Task statement ▸
Copy out all of the material exactly as presented.

start Source data

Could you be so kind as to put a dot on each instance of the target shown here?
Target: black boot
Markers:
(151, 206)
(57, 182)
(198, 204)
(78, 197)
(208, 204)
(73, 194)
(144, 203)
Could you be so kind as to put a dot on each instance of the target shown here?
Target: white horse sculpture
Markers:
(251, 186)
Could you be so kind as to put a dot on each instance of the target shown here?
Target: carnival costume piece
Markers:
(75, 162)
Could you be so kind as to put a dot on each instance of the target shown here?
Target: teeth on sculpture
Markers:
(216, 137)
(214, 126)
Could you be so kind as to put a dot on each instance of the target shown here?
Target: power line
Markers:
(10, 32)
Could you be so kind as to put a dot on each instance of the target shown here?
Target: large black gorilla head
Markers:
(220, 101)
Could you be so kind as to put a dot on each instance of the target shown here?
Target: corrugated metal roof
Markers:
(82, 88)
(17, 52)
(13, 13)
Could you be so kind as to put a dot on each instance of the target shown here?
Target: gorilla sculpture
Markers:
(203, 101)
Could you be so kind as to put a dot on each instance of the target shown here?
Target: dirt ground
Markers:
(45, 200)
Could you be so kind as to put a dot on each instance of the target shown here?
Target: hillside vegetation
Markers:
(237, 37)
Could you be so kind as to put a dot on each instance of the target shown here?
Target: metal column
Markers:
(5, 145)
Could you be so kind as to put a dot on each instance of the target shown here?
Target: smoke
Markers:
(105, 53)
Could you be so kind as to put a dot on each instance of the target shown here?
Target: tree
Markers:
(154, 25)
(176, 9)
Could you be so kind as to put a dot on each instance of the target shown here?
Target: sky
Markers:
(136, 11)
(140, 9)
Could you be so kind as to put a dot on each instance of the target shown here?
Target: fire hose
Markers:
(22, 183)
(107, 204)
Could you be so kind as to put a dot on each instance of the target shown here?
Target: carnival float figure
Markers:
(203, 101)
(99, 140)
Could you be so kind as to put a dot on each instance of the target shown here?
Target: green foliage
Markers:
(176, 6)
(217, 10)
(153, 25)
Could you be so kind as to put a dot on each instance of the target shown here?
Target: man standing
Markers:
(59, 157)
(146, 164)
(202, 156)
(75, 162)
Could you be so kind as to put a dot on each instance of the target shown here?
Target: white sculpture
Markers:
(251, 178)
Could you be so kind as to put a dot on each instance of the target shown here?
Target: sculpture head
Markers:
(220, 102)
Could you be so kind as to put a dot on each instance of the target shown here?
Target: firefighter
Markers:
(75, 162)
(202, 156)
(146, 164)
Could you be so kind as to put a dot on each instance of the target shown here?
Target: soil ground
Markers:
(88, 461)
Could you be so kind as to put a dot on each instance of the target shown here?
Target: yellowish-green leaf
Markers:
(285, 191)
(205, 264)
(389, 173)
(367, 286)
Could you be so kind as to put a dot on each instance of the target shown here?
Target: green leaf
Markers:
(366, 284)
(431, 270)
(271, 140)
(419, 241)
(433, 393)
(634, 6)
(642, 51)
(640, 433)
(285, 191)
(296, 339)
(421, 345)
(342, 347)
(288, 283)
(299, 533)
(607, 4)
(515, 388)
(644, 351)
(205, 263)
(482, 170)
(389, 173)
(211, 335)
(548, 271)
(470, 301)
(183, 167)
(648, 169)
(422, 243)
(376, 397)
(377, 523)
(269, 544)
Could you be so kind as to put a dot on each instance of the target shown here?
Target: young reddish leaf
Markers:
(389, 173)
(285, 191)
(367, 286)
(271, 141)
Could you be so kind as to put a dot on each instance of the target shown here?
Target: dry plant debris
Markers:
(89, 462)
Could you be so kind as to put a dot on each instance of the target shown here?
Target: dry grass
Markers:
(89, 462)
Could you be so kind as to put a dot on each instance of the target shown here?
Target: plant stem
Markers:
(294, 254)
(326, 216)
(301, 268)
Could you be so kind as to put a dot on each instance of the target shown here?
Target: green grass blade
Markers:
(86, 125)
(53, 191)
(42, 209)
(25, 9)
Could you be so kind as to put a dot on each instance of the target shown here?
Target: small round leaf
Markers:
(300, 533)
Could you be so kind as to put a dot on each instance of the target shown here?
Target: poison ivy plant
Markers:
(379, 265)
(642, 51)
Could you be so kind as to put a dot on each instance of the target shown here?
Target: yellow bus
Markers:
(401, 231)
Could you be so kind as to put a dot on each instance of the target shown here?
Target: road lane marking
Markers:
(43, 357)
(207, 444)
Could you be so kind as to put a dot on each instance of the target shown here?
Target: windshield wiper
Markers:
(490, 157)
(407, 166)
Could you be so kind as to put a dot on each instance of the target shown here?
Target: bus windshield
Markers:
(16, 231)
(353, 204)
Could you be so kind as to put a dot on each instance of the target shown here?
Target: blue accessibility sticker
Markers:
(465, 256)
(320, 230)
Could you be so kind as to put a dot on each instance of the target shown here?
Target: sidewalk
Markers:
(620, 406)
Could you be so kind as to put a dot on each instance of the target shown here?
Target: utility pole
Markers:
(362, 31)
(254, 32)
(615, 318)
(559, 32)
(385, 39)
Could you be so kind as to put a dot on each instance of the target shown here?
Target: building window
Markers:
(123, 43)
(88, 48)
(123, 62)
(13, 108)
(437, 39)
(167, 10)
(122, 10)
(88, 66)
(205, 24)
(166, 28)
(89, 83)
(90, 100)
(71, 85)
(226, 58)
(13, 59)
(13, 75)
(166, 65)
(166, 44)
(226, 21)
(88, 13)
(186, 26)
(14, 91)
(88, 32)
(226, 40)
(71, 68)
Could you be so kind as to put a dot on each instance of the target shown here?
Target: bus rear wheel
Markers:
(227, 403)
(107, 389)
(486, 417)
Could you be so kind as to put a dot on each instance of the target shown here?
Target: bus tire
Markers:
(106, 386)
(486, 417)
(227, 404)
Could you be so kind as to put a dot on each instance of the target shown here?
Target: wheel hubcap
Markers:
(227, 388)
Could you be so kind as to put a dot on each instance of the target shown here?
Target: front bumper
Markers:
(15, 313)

end Source data

Result for this task ▸
Could you be so kind as to put a dot on each instance of the target shown here?
Target: black boot
Markers:
(151, 206)
(57, 182)
(198, 204)
(78, 197)
(208, 204)
(73, 194)
(144, 203)
Could you be so kind as to put a dot on each instance of the target shown here?
Target: white horse sculpture
Markers:
(251, 186)
Could you be so kind as to put a dot on each instance of the target shown here?
Target: carnival costume piece
Markers:
(75, 162)
Could you be so kind as to put a dot on each instance of the target shown here?
Target: teeth on sculpture
Markers:
(216, 137)
(214, 126)
Could you be so kind as to put a dot on each instance of the target shown here?
Target: power line
Markers:
(10, 32)
Could you be so kind as to put a dot on each instance of the target shown here?
Target: large black gorilla head
Markers:
(220, 101)
Could you be so kind as to put a dot on each instance of the target shown here?
Target: corrugated metal roof
Markers:
(82, 88)
(17, 52)
(13, 13)
Could you be so kind as to put a dot on each instance of the target shown here?
Target: gorilla sculpture
Markers:
(203, 101)
Could you be so kind as to put a dot on each instance of the target shown here?
Target: dirt ground
Markers:
(45, 200)
Could you be so kind as to put a dot on each instance of the target shown here?
Target: hillside vegetation
Markers:
(237, 37)
Could you be so kind as to put a dot on each instance of the target shown here?
Target: metal column
Markers:
(5, 145)
Could you be so kind as to put a dot on each instance of the target shown here?
Target: smoke
Markers:
(105, 53)
Could you be so kind as to put a dot on each instance of the target shown here?
Target: tree
Markers:
(154, 25)
(176, 9)
Could you be so kind as to put a dot on each instance of the target shown here?
Target: sky
Markers:
(136, 11)
(140, 9)
Could you be so kind as to put a dot on each instance of the target shown here?
Target: fire hose
Markers:
(22, 183)
(107, 204)
Could you be so kind as to put a dot on each instance of the target shown here?
Target: carnival float figure
Markers:
(203, 101)
(99, 140)
Could you be so kind as to put a dot on each instance of the target shown here?
Target: green foliage
Markers:
(176, 6)
(217, 10)
(153, 25)
Could you be so kind as to put a dot on each instance of the target shown here?
Target: man standing
Markers:
(59, 157)
(146, 164)
(202, 156)
(75, 162)
Could you be so kind as to put a dot on each instance of the target shown here?
Target: white sculpture
Markers:
(251, 178)
Could you be so kind as to put a dot on each instance of the target shown here?
Target: sculpture head
Markers:
(220, 102)
Could you be so kind as to put a dot on each instance of the target shown here?
Target: firefighter
Markers:
(75, 162)
(202, 156)
(146, 164)
Could you be so kind as to put a dot on each instance of the target shown here?
Target: soil ground
Markers:
(88, 461)
Could you be so kind as to put a dot on each instance of the target shown here?
Target: yellowish-green leaf
Markers:
(285, 191)
(205, 264)
(389, 173)
(367, 286)
Could you be so kind as to put a dot on each instance of the target shown here?
Target: green leaf
Markers:
(366, 284)
(431, 270)
(271, 140)
(419, 241)
(433, 393)
(634, 6)
(642, 51)
(640, 433)
(285, 191)
(296, 339)
(421, 345)
(342, 347)
(288, 283)
(299, 533)
(607, 4)
(515, 388)
(644, 351)
(205, 263)
(482, 170)
(389, 173)
(211, 335)
(548, 271)
(470, 301)
(183, 167)
(648, 169)
(422, 243)
(376, 397)
(377, 523)
(269, 544)
Could you be so kind as to put a dot on each instance of the target shown here?
Target: young reddish leaf
Markers:
(389, 173)
(285, 191)
(367, 286)
(271, 141)
Could you be so kind as to put a dot on each instance of the target shown here?
Target: dry plant debris
Markers:
(89, 462)
Could you be so kind as to put a dot on each instance of the target shown here?
Target: dry grass
Markers:
(89, 462)
Could you be so kind as to put a dot on each instance of the target shown here?
Target: plant stem
Markers:
(294, 254)
(326, 216)
(301, 268)
Could you be so kind as to put a dot on each instance of the target shown here?
Target: green grass blade
Markers:
(86, 125)
(53, 191)
(42, 209)
(25, 9)
Could you be so kind as to put a dot on each instance of the target shown here?
Target: small round leaf
Markers:
(300, 533)
Could you be so kind as to put a dot on each instance of the target shown here?
Target: poison ivy plant
Markers:
(379, 265)
(642, 51)
Could you be so kind as to put a dot on each instance of the target shown here?
Target: yellow bus
Markers:
(401, 231)
Could you be so kind as to put a dot on each instance of the target shown here?
Target: road lane marking
Markers:
(43, 357)
(207, 444)
Could you be so kind as to put a dot on each instance of the target shown here?
Target: windshield wiper
Markers:
(490, 157)
(407, 166)
Could you be so kind as to put a dot on each instance of the target shown here?
Target: bus windshield
Markers:
(16, 231)
(353, 204)
Could you be so kind as to put a dot on each instance of the target shown here?
Target: blue accessibility sticker
Markers:
(465, 256)
(320, 230)
Could you be so kind as to put a dot on each instance of the target shown here?
Target: sidewalk
Markers:
(620, 406)
Could you be so kind as to put a dot on each instance of the target shown here?
Target: utility pole
Markers:
(362, 31)
(254, 32)
(615, 318)
(559, 32)
(385, 39)
Could you be so kind as to put a dot on each instance of the target shown here?
Target: building window
Markers:
(123, 43)
(88, 48)
(123, 62)
(13, 108)
(437, 39)
(167, 10)
(122, 10)
(88, 66)
(205, 24)
(166, 28)
(89, 83)
(90, 100)
(71, 85)
(226, 58)
(13, 59)
(13, 75)
(166, 65)
(166, 44)
(226, 21)
(88, 13)
(186, 26)
(14, 91)
(88, 32)
(226, 40)
(71, 68)
Could you be so kind as to put a dot on each instance of the target shown here?
Target: bus rear wheel
Markers:
(227, 403)
(107, 389)
(486, 417)
Could you be so kind as to put a dot on each instance of the target shown here?
Target: bus tire
Markers:
(106, 386)
(486, 417)
(227, 404)
Could you be so kind as to put a dot on each instance of the target shown here?
Target: wheel hubcap
Markers:
(227, 388)
Could you be so kind as to put a dot on each instance of the target shown here?
Target: front bumper
Markers:
(15, 313)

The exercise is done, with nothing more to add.